_DOCUMENT EXTRACT_.
An elder in some cultures is the wise guide that people in a community can turn to for support and mentoring.

Yet, there is an elder among us all that is ready to serve.  This elder is not whom you would think, or even approach, or seek out.  This elder is accessible and ready to serve whenever called upon.

This wise elder is found at the apex of coaching.  Coaching is the newest elder on the scene.  Coaching is introducing people to their own empowerment, their own wisdom and their own potentials.  Not by advising or guiding the way for them.  But, by introducing them to Themselves.  The self waiting to come forward.  The wisest part of self, the most aligned part of self, the authentic part of self.    

No other other modality, that I'm aware of, can breach limitations at this level.

"You have taught [yourself] what you are, 
but you have not let what you are teach you."
~ A Course In Miracles
​
This week I invite you to allow yourself to teach yourself.   Put the next self-help book down (you can always read it later through a new lens) and instead go inside.  What does your heart have to say about.... ?   

Every coach has the tools to hold a bigger space for us to meet the elder within.  Every coach has the skills to help you see farther, dig deeper and help you ensure you are unfolding in the right direction.

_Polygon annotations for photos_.
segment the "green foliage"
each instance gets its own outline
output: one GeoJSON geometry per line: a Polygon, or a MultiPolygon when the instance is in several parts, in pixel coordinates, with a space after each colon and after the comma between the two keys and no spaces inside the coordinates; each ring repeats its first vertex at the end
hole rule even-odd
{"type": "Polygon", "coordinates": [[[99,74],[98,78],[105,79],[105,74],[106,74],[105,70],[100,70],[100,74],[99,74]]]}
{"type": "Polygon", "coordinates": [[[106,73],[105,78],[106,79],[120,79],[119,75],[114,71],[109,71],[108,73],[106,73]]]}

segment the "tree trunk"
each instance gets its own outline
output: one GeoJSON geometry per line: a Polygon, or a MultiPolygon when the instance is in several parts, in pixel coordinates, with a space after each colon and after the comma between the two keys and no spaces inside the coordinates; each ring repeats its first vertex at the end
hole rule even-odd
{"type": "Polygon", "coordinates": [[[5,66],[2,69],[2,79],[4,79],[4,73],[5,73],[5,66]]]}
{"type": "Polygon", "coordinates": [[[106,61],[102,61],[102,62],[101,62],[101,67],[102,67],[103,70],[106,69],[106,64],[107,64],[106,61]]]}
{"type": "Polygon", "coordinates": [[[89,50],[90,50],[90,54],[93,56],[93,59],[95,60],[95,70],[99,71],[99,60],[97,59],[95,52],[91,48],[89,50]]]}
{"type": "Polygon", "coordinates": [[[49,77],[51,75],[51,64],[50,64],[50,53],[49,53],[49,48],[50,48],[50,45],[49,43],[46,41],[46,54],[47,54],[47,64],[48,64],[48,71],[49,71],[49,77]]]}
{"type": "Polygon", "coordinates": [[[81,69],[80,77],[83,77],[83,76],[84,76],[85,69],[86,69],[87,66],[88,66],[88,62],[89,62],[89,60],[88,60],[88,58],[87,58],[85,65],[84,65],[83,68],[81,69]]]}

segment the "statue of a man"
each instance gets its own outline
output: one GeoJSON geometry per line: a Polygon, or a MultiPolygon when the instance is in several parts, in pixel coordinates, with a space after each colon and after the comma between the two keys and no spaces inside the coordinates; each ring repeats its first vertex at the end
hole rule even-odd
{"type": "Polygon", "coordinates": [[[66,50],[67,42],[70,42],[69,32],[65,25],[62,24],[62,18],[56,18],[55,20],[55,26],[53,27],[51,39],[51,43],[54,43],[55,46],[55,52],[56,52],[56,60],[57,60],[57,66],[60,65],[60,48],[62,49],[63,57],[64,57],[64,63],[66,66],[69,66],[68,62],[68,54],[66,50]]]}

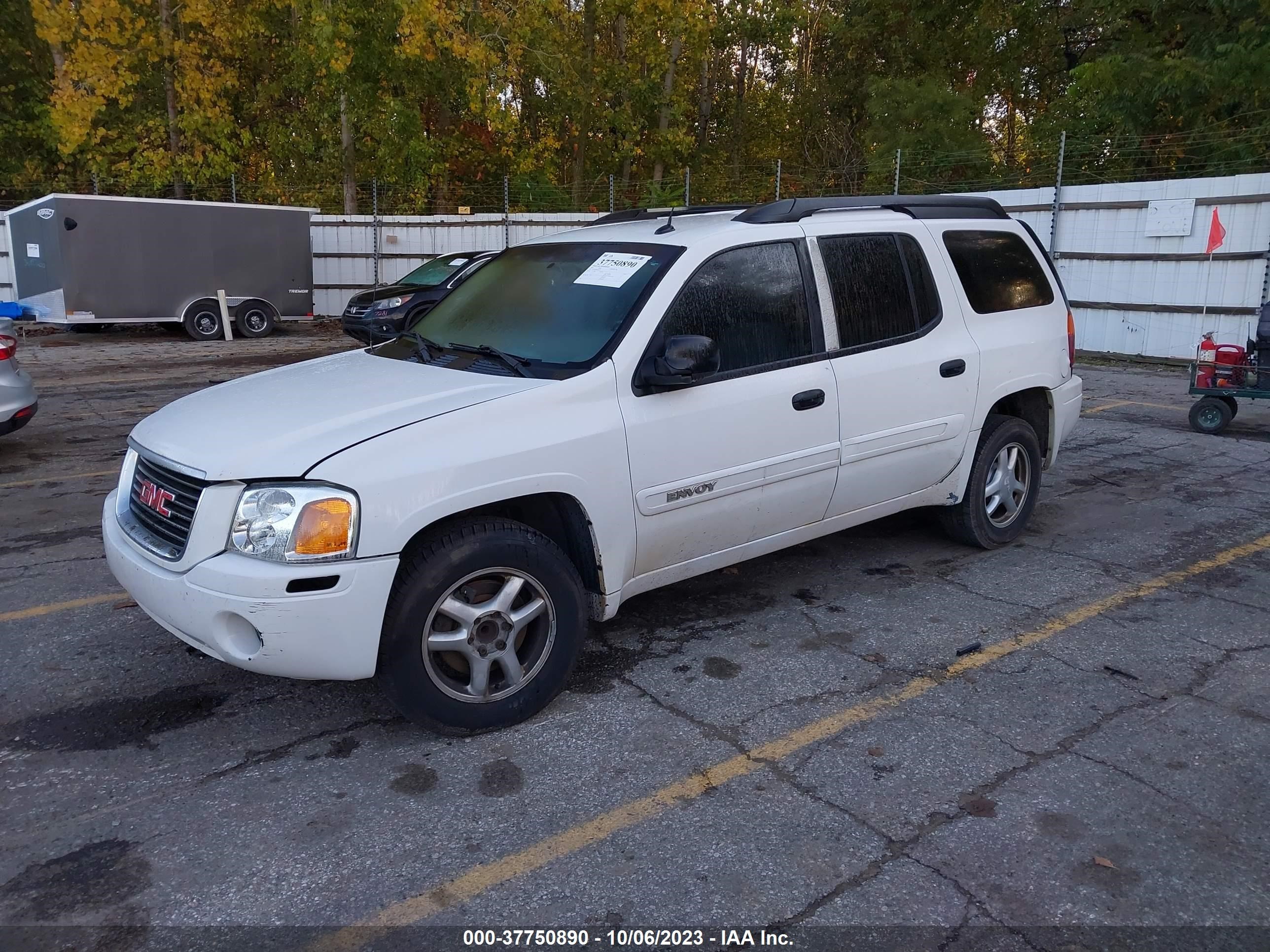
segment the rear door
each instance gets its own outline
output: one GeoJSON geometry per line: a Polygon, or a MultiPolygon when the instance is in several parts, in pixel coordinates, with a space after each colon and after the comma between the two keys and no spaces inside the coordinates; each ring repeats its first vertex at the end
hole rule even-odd
{"type": "Polygon", "coordinates": [[[690,387],[620,385],[635,491],[635,575],[823,518],[838,396],[806,245],[732,248],[683,283],[649,347],[702,334],[720,371],[690,387]]]}
{"type": "Polygon", "coordinates": [[[899,215],[804,231],[828,288],[841,472],[827,517],[928,489],[961,459],[979,381],[952,278],[923,225],[899,215]]]}

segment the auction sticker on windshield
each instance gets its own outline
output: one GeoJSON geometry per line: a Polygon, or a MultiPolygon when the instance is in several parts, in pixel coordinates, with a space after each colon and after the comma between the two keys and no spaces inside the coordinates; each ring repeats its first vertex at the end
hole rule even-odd
{"type": "Polygon", "coordinates": [[[573,283],[620,288],[649,260],[652,260],[652,255],[627,255],[617,251],[605,251],[587,270],[574,278],[573,283]]]}

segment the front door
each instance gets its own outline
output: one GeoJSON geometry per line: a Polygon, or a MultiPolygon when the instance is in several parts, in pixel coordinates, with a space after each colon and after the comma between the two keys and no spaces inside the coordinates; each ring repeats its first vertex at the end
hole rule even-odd
{"type": "Polygon", "coordinates": [[[719,373],[644,395],[620,383],[635,575],[824,517],[838,395],[808,272],[798,241],[721,251],[688,278],[653,336],[653,347],[676,334],[714,339],[719,373]]]}

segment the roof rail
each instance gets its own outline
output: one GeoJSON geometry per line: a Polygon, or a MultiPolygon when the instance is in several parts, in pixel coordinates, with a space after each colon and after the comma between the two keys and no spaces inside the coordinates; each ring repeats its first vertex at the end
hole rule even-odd
{"type": "Polygon", "coordinates": [[[674,212],[674,217],[678,218],[681,215],[740,212],[749,207],[751,206],[748,204],[690,204],[683,208],[624,208],[620,212],[601,215],[598,218],[587,222],[587,225],[615,225],[622,221],[652,221],[653,218],[664,218],[672,211],[674,212]]]}
{"type": "Polygon", "coordinates": [[[751,225],[801,221],[817,212],[850,208],[885,208],[912,218],[1008,218],[994,198],[980,195],[839,195],[836,198],[782,198],[756,204],[735,221],[751,225]]]}

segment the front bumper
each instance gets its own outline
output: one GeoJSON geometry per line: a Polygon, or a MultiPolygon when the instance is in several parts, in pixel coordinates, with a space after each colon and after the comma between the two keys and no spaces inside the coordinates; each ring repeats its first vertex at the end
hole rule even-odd
{"type": "Polygon", "coordinates": [[[391,312],[375,315],[372,311],[364,317],[342,317],[340,326],[353,340],[359,340],[363,344],[382,344],[405,330],[405,315],[391,312]]]}
{"type": "Polygon", "coordinates": [[[105,561],[146,614],[203,654],[262,674],[356,680],[375,674],[398,557],[282,565],[222,552],[171,571],[123,532],[116,495],[102,512],[105,561]],[[288,594],[293,579],[339,576],[288,594]]]}

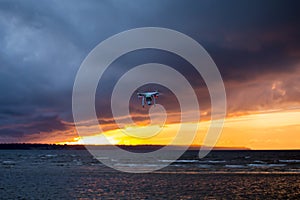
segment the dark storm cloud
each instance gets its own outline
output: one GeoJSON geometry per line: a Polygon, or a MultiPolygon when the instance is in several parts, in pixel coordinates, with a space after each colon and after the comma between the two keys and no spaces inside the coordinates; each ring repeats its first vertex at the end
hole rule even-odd
{"type": "MultiPolygon", "coordinates": [[[[299,4],[297,1],[3,0],[0,2],[0,135],[22,137],[70,128],[67,124],[72,122],[72,87],[80,63],[100,41],[131,28],[172,28],[196,39],[216,62],[232,96],[245,90],[238,87],[241,83],[244,86],[245,81],[261,80],[268,74],[286,77],[296,73],[300,59],[299,4]]],[[[175,68],[178,63],[164,56],[157,59],[175,68]]],[[[148,62],[140,59],[136,63],[145,61],[148,62]]],[[[120,65],[134,64],[130,59],[122,62],[120,65]]],[[[106,114],[100,121],[108,125],[113,120],[107,114],[110,105],[107,99],[117,77],[114,75],[120,73],[118,68],[115,70],[104,80],[107,87],[101,94],[107,96],[106,101],[96,102],[106,114]]],[[[196,91],[201,91],[197,94],[203,110],[209,110],[205,84],[192,71],[186,72],[186,76],[196,91]]],[[[286,90],[283,101],[298,99],[295,84],[299,80],[292,80],[282,83],[286,90]]],[[[164,98],[162,102],[169,105],[170,111],[177,112],[177,103],[164,98]]],[[[242,108],[245,105],[237,109],[242,108]]],[[[139,116],[139,110],[132,112],[137,115],[136,120],[147,118],[139,116]]]]}

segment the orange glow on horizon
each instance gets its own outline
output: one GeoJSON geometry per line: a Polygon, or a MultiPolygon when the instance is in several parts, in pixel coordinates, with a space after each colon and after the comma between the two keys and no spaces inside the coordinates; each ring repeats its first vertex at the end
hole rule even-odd
{"type": "MultiPolygon", "coordinates": [[[[272,111],[227,117],[223,131],[216,147],[246,147],[251,149],[300,149],[300,109],[291,111],[272,111]]],[[[189,134],[190,124],[185,124],[185,132],[189,134]]],[[[192,145],[203,144],[210,121],[198,124],[198,132],[192,145]]],[[[119,145],[166,145],[175,137],[180,124],[167,124],[162,131],[153,137],[139,139],[124,134],[124,130],[116,129],[103,134],[77,137],[72,141],[59,144],[119,144],[119,145]],[[104,138],[106,137],[109,142],[104,138]]],[[[149,133],[156,126],[127,127],[133,133],[149,133]],[[141,131],[142,130],[142,131],[141,131]]],[[[126,131],[126,130],[125,130],[126,131]]],[[[186,145],[184,138],[176,145],[186,145]]]]}

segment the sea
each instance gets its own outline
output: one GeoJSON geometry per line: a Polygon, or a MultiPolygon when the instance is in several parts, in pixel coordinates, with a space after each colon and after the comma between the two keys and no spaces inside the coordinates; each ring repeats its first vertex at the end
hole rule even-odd
{"type": "Polygon", "coordinates": [[[0,150],[0,199],[300,199],[300,151],[188,150],[126,173],[87,150],[0,150]]]}

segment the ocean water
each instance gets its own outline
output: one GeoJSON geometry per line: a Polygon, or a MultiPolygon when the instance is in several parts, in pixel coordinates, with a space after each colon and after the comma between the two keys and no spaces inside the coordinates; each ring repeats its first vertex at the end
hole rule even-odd
{"type": "Polygon", "coordinates": [[[187,151],[166,168],[130,174],[106,167],[86,150],[0,150],[0,199],[300,198],[300,151],[197,155],[187,151]]]}

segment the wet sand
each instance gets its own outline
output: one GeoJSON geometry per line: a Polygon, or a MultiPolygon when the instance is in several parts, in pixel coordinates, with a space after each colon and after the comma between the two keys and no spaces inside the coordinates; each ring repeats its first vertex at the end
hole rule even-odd
{"type": "MultiPolygon", "coordinates": [[[[19,160],[25,158],[22,153],[14,155],[19,160]]],[[[40,156],[40,153],[36,155],[40,156]]],[[[59,160],[59,156],[45,152],[40,160],[34,155],[33,159],[26,158],[23,162],[2,161],[0,199],[300,198],[300,173],[201,169],[190,172],[182,170],[184,167],[176,171],[171,166],[154,173],[128,174],[92,160],[79,163],[75,162],[77,158],[68,164],[67,157],[59,160]]]]}

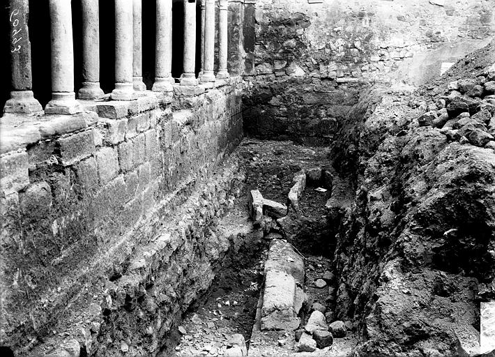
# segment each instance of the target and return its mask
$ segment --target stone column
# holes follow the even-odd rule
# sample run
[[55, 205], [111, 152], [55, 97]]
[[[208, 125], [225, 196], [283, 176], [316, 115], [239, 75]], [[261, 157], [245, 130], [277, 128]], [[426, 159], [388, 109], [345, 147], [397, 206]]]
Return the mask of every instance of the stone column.
[[50, 114], [82, 112], [74, 93], [74, 44], [70, 0], [50, 0], [52, 20], [52, 100], [45, 107]]
[[215, 2], [205, 0], [206, 13], [204, 28], [204, 69], [201, 83], [215, 82]]
[[132, 18], [134, 33], [132, 83], [135, 91], [146, 91], [146, 85], [143, 82], [143, 15], [142, 0], [133, 0]]
[[33, 94], [31, 68], [31, 43], [27, 27], [28, 0], [10, 0], [10, 99], [3, 107], [6, 113], [33, 114], [43, 111]]
[[100, 88], [100, 11], [98, 0], [82, 0], [82, 88], [79, 99], [105, 95]]
[[172, 69], [172, 0], [156, 0], [155, 92], [173, 91], [175, 83]]
[[203, 75], [204, 70], [204, 22], [206, 17], [206, 4], [205, 0], [201, 1], [201, 66], [199, 68], [199, 77]]
[[228, 6], [227, 0], [220, 0], [220, 14], [218, 21], [218, 73], [217, 78], [229, 78], [229, 71], [227, 69], [227, 46], [228, 46]]
[[137, 98], [132, 84], [132, 0], [115, 0], [115, 89], [114, 100]]
[[182, 86], [196, 86], [196, 1], [184, 0], [184, 63]]

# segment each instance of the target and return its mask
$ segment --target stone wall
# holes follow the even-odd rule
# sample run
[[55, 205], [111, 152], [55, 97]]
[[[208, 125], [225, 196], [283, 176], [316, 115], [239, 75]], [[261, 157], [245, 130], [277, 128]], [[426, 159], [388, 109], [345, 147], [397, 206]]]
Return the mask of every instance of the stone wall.
[[[248, 135], [331, 142], [369, 84], [410, 89], [495, 33], [493, 0], [258, 0], [245, 8]], [[251, 19], [248, 18], [251, 16]], [[247, 28], [246, 28], [247, 27]]]
[[242, 134], [238, 79], [2, 118], [0, 344], [158, 353], [229, 247], [208, 227], [242, 178], [221, 164]]

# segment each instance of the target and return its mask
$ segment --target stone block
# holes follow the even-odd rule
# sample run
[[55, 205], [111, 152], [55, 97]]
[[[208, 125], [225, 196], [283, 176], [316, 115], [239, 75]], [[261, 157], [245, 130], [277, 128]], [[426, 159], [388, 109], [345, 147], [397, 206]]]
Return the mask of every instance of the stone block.
[[75, 168], [77, 181], [84, 189], [90, 189], [98, 185], [98, 170], [96, 160], [88, 158], [80, 161]]
[[68, 166], [91, 155], [96, 150], [93, 130], [59, 139], [62, 165]]
[[287, 206], [271, 199], [263, 200], [263, 214], [278, 219], [287, 215]]
[[112, 147], [101, 148], [96, 152], [96, 156], [100, 182], [105, 185], [119, 174], [117, 151]]
[[13, 152], [0, 158], [0, 185], [4, 195], [16, 192], [29, 184], [26, 151]]
[[47, 218], [52, 206], [52, 189], [46, 181], [29, 185], [19, 195], [21, 211], [31, 221]]
[[282, 239], [273, 239], [270, 243], [265, 273], [271, 271], [283, 271], [292, 275], [301, 285], [304, 284], [304, 260], [289, 243]]
[[146, 160], [146, 137], [142, 133], [132, 139], [132, 160], [134, 165], [142, 164]]
[[261, 330], [294, 331], [300, 324], [294, 310], [296, 280], [284, 272], [270, 271], [265, 276]]
[[144, 191], [150, 182], [150, 165], [149, 162], [144, 162], [137, 167], [137, 175], [139, 177], [138, 191]]
[[125, 185], [127, 186], [127, 201], [134, 198], [137, 194], [137, 188], [139, 185], [139, 177], [137, 169], [126, 174], [124, 176]]
[[308, 333], [313, 333], [317, 330], [328, 331], [328, 326], [326, 324], [325, 315], [321, 311], [313, 311], [304, 329]]
[[111, 102], [98, 104], [96, 106], [98, 116], [109, 119], [119, 119], [127, 116], [129, 112], [129, 103], [125, 101]]
[[124, 141], [127, 132], [127, 119], [107, 119], [107, 137], [105, 141], [112, 145], [116, 145]]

_REQUIREMENTS_.
[1] Translate this sentence from the essay on coaching into Spanish: "This elder is accessible and ready to serve whenever called upon."
[2] Resume the essay on coaching after its final sentence and carry it forward.

_SET OF ANSWERS_.
[1] Este anciano es accesible y está dispuesto a servir siempre que se le llame.

[2]
Can you imagine living a world where people are connected to their wisest self sooner than later? Companies that begin with the end in mind? Leaders that care about the health of the whole because they are connected to their values?  I can and I am proud to be a part of this profound solution we call coaching.

In coaching, we come home to Our-self, our best self, our brightest self, our most inspiring self.  And, we find that home truly is where the heart is.  And this is why coaching is the next elder, waiting to support us in ways we never could have imagined on our own, in this next chapter of human evolution.
If today's message has inspired you,
please share it with other coaches who cherish inspired learning as much as we do!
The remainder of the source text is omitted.